■ **AIM OF THE TASK**:
Update the rows below by replacing "Indicate" with "Mark" in each one, leaving everything else unchanged.
-- BEGIN AVAILABLE RECORDS --
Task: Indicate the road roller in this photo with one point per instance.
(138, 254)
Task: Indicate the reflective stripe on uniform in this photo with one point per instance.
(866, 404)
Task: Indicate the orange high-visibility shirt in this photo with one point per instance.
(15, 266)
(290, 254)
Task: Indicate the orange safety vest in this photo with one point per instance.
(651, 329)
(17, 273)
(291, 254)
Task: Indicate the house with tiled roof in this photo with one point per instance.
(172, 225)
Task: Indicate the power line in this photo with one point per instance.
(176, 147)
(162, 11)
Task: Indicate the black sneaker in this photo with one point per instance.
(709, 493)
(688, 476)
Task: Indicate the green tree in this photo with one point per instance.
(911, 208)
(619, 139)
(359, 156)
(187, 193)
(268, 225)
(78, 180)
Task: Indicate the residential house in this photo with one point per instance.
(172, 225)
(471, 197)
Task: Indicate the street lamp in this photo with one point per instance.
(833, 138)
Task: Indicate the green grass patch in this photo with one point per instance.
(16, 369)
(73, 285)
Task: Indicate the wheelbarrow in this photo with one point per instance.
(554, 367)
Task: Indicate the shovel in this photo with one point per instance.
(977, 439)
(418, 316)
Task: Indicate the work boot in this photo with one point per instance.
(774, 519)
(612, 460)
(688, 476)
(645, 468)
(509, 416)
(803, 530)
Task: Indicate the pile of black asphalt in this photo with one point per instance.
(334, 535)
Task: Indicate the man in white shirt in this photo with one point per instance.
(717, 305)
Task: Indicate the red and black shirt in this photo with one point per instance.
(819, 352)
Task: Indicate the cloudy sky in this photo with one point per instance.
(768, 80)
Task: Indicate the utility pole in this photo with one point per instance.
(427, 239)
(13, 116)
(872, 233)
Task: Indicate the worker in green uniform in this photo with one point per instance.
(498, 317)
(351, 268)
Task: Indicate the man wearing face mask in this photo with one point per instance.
-- END AVAILABLE RECORDS --
■ **RESPONSE TO THIS TASK**:
Task: Mark the road roller in this photo with one point per instance.
(138, 254)
Task: Mark the reflective stripe on uniform in this photo with one point per instance.
(866, 404)
Task: Mark the orange high-visibility shirt in this photo with one point per instance.
(15, 266)
(290, 254)
Task: Mark the orange safety vest in this photo with one point per instance.
(651, 329)
(17, 273)
(291, 254)
Task: Mark the house with tiled roof in this photo with one point per instance.
(172, 225)
Task: Mark the power line in this photo with one point per instance.
(176, 147)
(162, 11)
Task: Mark the black sneaker in this photo with one point per instance.
(709, 493)
(688, 476)
Task: Mark the green tree in this photo with one point per instance.
(911, 208)
(619, 139)
(359, 156)
(187, 193)
(268, 225)
(78, 180)
Task: Mark the residential house in this photo with one point per instance.
(172, 225)
(471, 197)
Task: Mark the street lamp in this photo with one point per instance.
(833, 138)
Task: Mark the green grass patch in this photo with one point per instance.
(16, 369)
(73, 285)
Task: Mark the wheelbarrow in this photo with one point per instance.
(554, 367)
Task: Mark the shovel in this photo with one point per instance.
(977, 439)
(418, 316)
Task: Mark the work boot in this photo with one point per instance.
(774, 519)
(612, 460)
(688, 476)
(645, 468)
(509, 416)
(803, 530)
Task: Mark the pile of black asphalt in this photo with one point per instance.
(334, 535)
Task: Mark the man in white shirt in this photo with one point per instance.
(717, 305)
Task: Mark the red and black shirt in this photo with one point per instance.
(819, 352)
Task: Mark the cloudy sky in this photo with one point per instance.
(768, 80)
Task: Mark the utility pole in this photo with one point per instance.
(427, 239)
(13, 116)
(872, 233)
Task: Mark the worker in green uniform in this photo with one point per instance.
(498, 317)
(351, 268)
Task: Mark the man wearing face mask in this photo with one point per instance.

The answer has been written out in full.